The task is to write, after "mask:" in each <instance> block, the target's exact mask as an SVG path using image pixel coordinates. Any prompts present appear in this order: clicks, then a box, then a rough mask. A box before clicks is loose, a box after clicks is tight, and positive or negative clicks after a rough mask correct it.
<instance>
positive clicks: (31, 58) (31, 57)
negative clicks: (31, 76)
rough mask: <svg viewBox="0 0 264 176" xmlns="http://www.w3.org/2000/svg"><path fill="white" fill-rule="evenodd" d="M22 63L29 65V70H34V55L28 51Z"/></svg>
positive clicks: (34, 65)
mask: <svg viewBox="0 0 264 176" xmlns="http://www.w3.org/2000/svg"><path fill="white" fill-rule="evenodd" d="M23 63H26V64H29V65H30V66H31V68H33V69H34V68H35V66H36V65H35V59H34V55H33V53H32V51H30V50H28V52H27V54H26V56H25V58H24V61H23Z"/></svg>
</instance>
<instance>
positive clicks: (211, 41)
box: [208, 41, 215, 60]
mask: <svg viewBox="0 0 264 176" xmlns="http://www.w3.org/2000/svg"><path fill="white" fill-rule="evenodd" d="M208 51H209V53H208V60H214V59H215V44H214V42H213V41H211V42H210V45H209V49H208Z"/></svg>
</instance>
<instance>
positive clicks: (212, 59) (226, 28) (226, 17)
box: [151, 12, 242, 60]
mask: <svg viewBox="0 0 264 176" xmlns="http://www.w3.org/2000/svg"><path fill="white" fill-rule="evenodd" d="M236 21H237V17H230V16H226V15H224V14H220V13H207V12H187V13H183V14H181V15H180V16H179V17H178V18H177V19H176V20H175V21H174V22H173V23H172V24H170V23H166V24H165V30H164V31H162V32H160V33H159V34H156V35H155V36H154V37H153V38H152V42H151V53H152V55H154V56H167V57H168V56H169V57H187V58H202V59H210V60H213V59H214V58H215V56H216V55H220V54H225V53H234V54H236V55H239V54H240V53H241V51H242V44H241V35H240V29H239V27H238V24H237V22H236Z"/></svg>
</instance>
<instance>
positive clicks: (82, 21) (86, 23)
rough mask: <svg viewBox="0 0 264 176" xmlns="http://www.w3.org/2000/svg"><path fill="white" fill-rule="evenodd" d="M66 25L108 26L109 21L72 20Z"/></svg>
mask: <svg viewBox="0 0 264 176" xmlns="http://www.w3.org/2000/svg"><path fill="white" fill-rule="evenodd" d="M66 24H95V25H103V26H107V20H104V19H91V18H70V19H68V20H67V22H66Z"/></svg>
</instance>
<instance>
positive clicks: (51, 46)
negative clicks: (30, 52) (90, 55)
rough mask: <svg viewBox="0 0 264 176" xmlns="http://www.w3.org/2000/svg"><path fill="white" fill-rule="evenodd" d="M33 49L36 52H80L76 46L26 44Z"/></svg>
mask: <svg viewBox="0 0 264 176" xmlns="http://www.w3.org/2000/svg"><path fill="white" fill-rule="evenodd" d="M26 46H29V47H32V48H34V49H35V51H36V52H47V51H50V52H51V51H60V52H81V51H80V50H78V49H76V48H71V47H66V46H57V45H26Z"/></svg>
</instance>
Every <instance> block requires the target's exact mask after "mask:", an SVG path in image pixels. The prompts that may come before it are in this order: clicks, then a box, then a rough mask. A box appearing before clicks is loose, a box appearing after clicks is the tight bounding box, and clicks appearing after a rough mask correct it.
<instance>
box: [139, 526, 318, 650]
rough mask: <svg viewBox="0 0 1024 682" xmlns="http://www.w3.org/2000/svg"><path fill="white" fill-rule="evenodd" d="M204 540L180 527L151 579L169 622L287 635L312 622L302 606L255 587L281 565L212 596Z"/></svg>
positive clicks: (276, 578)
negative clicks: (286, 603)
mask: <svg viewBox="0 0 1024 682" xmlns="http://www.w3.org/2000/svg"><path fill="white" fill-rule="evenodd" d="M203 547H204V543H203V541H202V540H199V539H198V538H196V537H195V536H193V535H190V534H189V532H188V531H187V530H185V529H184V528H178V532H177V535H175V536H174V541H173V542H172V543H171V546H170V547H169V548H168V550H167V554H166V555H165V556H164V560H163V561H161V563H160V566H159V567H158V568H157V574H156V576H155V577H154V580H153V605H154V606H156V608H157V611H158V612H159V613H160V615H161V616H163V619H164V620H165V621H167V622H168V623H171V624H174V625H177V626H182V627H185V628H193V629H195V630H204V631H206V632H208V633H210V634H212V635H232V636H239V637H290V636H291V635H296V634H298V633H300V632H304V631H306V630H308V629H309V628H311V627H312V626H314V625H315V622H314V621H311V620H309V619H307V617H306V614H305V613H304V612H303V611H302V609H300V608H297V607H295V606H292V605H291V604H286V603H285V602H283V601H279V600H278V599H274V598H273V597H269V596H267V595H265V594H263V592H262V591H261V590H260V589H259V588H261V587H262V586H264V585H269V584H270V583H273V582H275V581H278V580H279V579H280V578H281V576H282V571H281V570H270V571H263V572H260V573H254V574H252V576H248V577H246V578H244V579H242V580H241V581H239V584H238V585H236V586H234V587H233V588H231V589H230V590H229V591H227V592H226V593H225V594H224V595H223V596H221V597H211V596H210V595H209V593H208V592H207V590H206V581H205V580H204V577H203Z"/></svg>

------

| WHAT YOU HAVE TO DO |
A single number is required: the count of lines in the data above that include the string "block".

| EXPECTED OUTPUT |
2